▸ Short exercise: Copy out the rows below, switching each "outline_request" for "polygon_request" and leaving everything else unchanged.

▸ Record set:
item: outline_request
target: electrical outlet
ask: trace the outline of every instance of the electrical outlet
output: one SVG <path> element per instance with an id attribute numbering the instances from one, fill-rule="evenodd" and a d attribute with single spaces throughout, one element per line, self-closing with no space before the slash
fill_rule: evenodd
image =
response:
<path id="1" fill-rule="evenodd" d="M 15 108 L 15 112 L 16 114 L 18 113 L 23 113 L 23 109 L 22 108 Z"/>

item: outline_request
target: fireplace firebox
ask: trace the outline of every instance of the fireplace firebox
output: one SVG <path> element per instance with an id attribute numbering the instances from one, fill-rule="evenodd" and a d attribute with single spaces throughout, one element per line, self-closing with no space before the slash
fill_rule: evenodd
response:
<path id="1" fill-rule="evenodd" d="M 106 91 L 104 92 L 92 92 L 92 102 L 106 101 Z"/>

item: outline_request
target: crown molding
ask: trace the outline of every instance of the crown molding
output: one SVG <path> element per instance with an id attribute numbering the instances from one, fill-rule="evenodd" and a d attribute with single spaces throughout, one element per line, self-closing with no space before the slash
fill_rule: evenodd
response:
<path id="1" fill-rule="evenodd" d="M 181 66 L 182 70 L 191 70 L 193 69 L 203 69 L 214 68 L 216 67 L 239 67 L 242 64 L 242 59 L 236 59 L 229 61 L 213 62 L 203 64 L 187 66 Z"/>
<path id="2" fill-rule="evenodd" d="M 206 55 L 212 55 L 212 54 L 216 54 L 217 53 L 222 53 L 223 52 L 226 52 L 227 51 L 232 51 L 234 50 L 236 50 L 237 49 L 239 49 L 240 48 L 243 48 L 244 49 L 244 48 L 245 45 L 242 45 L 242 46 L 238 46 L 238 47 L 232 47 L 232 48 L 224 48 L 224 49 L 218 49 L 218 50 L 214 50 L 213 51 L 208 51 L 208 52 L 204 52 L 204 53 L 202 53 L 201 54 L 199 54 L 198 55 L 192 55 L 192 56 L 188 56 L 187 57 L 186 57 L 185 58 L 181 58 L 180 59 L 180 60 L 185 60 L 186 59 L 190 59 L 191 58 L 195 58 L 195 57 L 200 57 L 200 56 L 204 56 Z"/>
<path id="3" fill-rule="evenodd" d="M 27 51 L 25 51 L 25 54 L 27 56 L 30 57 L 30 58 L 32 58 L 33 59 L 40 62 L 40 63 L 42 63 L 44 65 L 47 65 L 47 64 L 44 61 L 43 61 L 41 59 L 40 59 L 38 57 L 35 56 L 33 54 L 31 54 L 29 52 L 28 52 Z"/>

▸ Complete answer:
item: polygon_request
target: electrical outlet
ask: trace the outline of every instance of the electrical outlet
output: one SVG <path> element per instance with an id attribute numbering the instances from one, fill-rule="evenodd" and a d attribute with single spaces throughout, one element per line, self-closing with no space before the slash
fill_rule: evenodd
image =
response:
<path id="1" fill-rule="evenodd" d="M 15 108 L 15 112 L 16 114 L 18 113 L 23 113 L 23 109 L 22 108 Z"/>

item: polygon_request
target: fireplace firebox
ask: trace the outline of every instance of the fireplace firebox
output: one SVG <path> element per instance with an id attribute numbering the instances from one, fill-rule="evenodd" and a d attribute with single spaces throughout, one element per line, self-closing with no space before the slash
fill_rule: evenodd
response:
<path id="1" fill-rule="evenodd" d="M 106 91 L 104 92 L 92 92 L 92 102 L 106 101 Z"/>

item: polygon_request
target: crown molding
ask: trace the outline of every instance of the crown molding
output: one SVG <path> element per instance with an id attribute numbering the instances from one, fill-rule="evenodd" and a d attribute with single spaces throughout, one element per line, self-closing with no space before the slash
fill_rule: evenodd
response:
<path id="1" fill-rule="evenodd" d="M 181 66 L 182 70 L 191 70 L 193 69 L 203 69 L 214 68 L 216 67 L 239 67 L 242 64 L 242 59 L 236 59 L 229 61 L 213 62 L 203 64 L 187 66 Z"/>
<path id="2" fill-rule="evenodd" d="M 206 55 L 212 55 L 212 54 L 216 54 L 217 53 L 222 53 L 223 52 L 226 52 L 227 51 L 232 51 L 234 50 L 236 50 L 237 49 L 239 49 L 240 48 L 243 48 L 244 49 L 244 48 L 245 45 L 242 45 L 242 46 L 238 46 L 238 47 L 232 47 L 232 48 L 224 48 L 224 49 L 218 49 L 218 50 L 214 50 L 213 51 L 208 51 L 208 52 L 204 52 L 204 53 L 202 53 L 201 54 L 199 54 L 198 55 L 192 55 L 192 56 L 188 56 L 187 57 L 186 57 L 185 58 L 181 58 L 180 59 L 180 60 L 185 60 L 186 59 L 190 59 L 191 58 L 195 58 L 195 57 L 200 57 L 200 56 L 204 56 Z"/>
<path id="3" fill-rule="evenodd" d="M 27 51 L 25 51 L 25 54 L 27 56 L 30 57 L 30 58 L 32 58 L 33 59 L 40 62 L 40 63 L 42 63 L 44 65 L 47 65 L 47 64 L 44 61 L 43 61 L 41 59 L 40 59 L 38 57 L 35 56 L 33 54 L 31 54 L 29 52 L 28 52 Z"/>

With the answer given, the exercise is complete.